I need more information, so I head to one of the next occurrences of default_data, one of the routines in the fms_io::write_data interface:
data_default is passed as an optional argument (an integer in this particular subroutine) to write_data. By default (remember what I said about the I/O being confusing?), default_data is set to the parameter MPP_FILL_INT via the intrinsic TRANSFER function. A quick search yields the following description:
Interprets the bitwise representation of SOURCE in memory as if it is the representation of a variable or array of the same type and type parameters as MOLD. This is approximately equivalent to the C concept of casting one type to another
RESULT = TRANSFER(SOURCE, MOLD [, SIZE])
SOURCE: Shall be a scalar or an array of any type.
MOLD: Shall be a scalar or an array of any type.
SIZE: (Optional) shall be a scalar of type INTEGER.
Huh. Now THAT’s interesting. Essentially, the user is telling the compiler to apply the same bit pattern defined by the source function type (e.g., 0010101) which is MPP_FILL_INT in our example, to the MOLD type—default data, which is a real. This is weird–not type casting itself–but the way fortran tries to approximate it. Then again, fortran was designed to crunch numbers, not do all of the fancy type magic like C.
So what does TRANSFER do, exactly? Let’s read the result (I’ve put the scary parts in bold):
The result has the same type as MOLD, with the bit level representation of SOURCE. If SIZE is present, the result is a one-dimensional array of length SIZE. If SIZE is absent but MOLD is an array (of any size or shape), the result is a one- dimensional array of the minimum length needed to contain the entirety of the bitwise representation of SOURCE. If SIZE is absent and MOLD is a scalar, the result is a scalar.
If the bitwise representation of the result is longer than that of SOURCE, then the leading bits of the result correspond to those of SOURCE and any trailing bits are filled arbitrarily.

*Challenge A:* In the passage on the Fortran TRANSFER function, which argument of TRANSFER is marked as optional?
*Challenge B:* List every argument that the TRANSFER syntax line in the passage on the Fortran TRANSFER function accepts.
*Challenge C:* Continue the passage on the Fortran TRANSFER function from the point where it stops.

*Provided records:*
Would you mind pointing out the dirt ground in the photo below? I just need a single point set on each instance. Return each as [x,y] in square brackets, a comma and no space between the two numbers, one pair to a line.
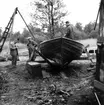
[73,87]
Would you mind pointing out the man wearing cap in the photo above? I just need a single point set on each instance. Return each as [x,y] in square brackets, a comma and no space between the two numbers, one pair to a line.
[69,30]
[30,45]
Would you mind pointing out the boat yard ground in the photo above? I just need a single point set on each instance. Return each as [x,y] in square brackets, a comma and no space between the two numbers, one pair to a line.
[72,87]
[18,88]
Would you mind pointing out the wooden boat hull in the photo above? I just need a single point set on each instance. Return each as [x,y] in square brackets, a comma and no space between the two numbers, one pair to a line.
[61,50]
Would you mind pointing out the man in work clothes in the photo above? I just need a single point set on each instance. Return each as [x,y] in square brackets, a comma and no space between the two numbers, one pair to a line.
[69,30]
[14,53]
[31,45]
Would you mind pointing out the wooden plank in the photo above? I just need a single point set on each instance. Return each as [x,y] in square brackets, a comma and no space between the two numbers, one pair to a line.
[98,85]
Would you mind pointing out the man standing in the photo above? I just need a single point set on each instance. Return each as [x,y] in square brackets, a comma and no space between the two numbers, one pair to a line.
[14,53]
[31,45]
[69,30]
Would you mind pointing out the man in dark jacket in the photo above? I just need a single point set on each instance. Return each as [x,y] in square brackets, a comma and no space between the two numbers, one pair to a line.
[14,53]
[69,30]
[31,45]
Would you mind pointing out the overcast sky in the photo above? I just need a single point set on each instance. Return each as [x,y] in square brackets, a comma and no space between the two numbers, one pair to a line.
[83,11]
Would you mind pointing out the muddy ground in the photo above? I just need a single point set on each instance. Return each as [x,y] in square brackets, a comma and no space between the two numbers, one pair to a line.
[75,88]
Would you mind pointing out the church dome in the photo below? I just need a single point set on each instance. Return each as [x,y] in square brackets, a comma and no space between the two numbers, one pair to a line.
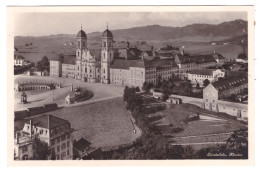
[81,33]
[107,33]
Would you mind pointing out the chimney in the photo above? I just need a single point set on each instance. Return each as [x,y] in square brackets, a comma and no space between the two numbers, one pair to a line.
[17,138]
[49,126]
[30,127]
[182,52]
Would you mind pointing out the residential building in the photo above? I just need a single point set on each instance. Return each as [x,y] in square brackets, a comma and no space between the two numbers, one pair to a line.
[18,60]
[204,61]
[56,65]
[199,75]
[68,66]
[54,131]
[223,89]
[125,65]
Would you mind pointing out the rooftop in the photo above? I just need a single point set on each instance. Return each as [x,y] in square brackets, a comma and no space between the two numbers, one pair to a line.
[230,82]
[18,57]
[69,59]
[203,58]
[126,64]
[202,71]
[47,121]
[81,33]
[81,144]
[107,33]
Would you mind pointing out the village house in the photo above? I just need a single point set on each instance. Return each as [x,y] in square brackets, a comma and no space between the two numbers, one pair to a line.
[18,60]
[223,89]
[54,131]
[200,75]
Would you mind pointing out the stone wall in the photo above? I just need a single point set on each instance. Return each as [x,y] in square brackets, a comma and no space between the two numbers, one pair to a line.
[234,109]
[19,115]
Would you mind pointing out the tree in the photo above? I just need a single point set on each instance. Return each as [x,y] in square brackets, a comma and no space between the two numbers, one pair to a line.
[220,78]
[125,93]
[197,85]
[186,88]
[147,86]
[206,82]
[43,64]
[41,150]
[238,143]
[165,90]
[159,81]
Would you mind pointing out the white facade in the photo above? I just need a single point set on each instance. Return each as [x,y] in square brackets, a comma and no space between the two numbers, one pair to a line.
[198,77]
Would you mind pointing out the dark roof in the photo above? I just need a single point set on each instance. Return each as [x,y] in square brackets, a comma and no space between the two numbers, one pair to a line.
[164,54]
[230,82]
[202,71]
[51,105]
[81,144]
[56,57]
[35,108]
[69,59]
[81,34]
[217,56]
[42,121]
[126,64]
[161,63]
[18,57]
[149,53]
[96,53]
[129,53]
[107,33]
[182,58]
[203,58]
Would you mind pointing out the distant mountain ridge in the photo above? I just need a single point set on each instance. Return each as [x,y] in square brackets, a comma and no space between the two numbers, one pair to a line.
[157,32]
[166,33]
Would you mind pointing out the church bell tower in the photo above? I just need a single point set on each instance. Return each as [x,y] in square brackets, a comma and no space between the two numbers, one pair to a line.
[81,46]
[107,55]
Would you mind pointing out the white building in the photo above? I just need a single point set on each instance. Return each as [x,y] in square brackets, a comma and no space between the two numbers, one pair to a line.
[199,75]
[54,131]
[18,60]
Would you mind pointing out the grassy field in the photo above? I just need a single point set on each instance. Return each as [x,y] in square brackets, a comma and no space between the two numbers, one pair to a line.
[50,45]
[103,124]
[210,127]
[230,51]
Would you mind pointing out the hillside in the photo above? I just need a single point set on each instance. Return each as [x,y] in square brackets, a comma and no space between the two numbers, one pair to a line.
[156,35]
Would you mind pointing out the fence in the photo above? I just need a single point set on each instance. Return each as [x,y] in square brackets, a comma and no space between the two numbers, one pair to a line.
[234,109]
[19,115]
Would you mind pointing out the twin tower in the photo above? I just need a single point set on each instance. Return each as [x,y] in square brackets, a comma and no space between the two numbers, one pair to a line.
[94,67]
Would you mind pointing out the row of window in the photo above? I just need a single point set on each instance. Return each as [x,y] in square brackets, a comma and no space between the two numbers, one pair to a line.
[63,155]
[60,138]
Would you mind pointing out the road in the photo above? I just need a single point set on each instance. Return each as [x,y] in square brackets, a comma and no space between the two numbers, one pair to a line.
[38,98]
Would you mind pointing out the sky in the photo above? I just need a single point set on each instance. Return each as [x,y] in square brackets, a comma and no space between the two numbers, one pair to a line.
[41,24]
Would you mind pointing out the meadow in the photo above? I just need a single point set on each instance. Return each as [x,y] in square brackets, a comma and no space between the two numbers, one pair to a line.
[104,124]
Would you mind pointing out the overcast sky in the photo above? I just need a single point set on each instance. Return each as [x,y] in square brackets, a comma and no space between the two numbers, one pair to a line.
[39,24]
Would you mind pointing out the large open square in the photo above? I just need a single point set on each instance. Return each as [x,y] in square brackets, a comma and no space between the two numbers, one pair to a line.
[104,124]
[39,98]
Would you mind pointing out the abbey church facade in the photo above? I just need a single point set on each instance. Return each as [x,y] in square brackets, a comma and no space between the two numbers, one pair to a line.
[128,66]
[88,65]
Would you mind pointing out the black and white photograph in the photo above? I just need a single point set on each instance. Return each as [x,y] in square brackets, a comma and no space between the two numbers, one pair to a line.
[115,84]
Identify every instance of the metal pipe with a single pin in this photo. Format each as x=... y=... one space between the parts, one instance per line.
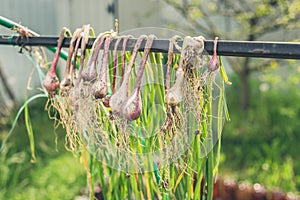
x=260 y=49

*Result A:* SIZE

*Result B:* SOURCE, MOLD, SIZE

*Result C:*
When the resulting bit representation does not correspond to a valid representation of a variable of the same type as MOLD, the results are undefined, and subsequent operations on the result
In theory, TRANSFER is a land mine for non-reproducible answers because the output is (a) compiler-dependent and (b) yields undefined results for invalid behavior–bad news for the folks who rely on bit-for-bit reproducibility to verify code changes that are not expected to affect calculations.
All right, now that I’ve gotten a bit side-tracked by one of the MANY reasons to refactor the fms_io code, it’s time to re-group. I’ve determined that default_data is initialized in a call to write_data which, I assume, the user’s code does not do. This is a good stopping point, so I’ll follow up with another post (or maybe two) about how fv3gfs-io module uses fms-io, and (hopefully) the resolution to this issue.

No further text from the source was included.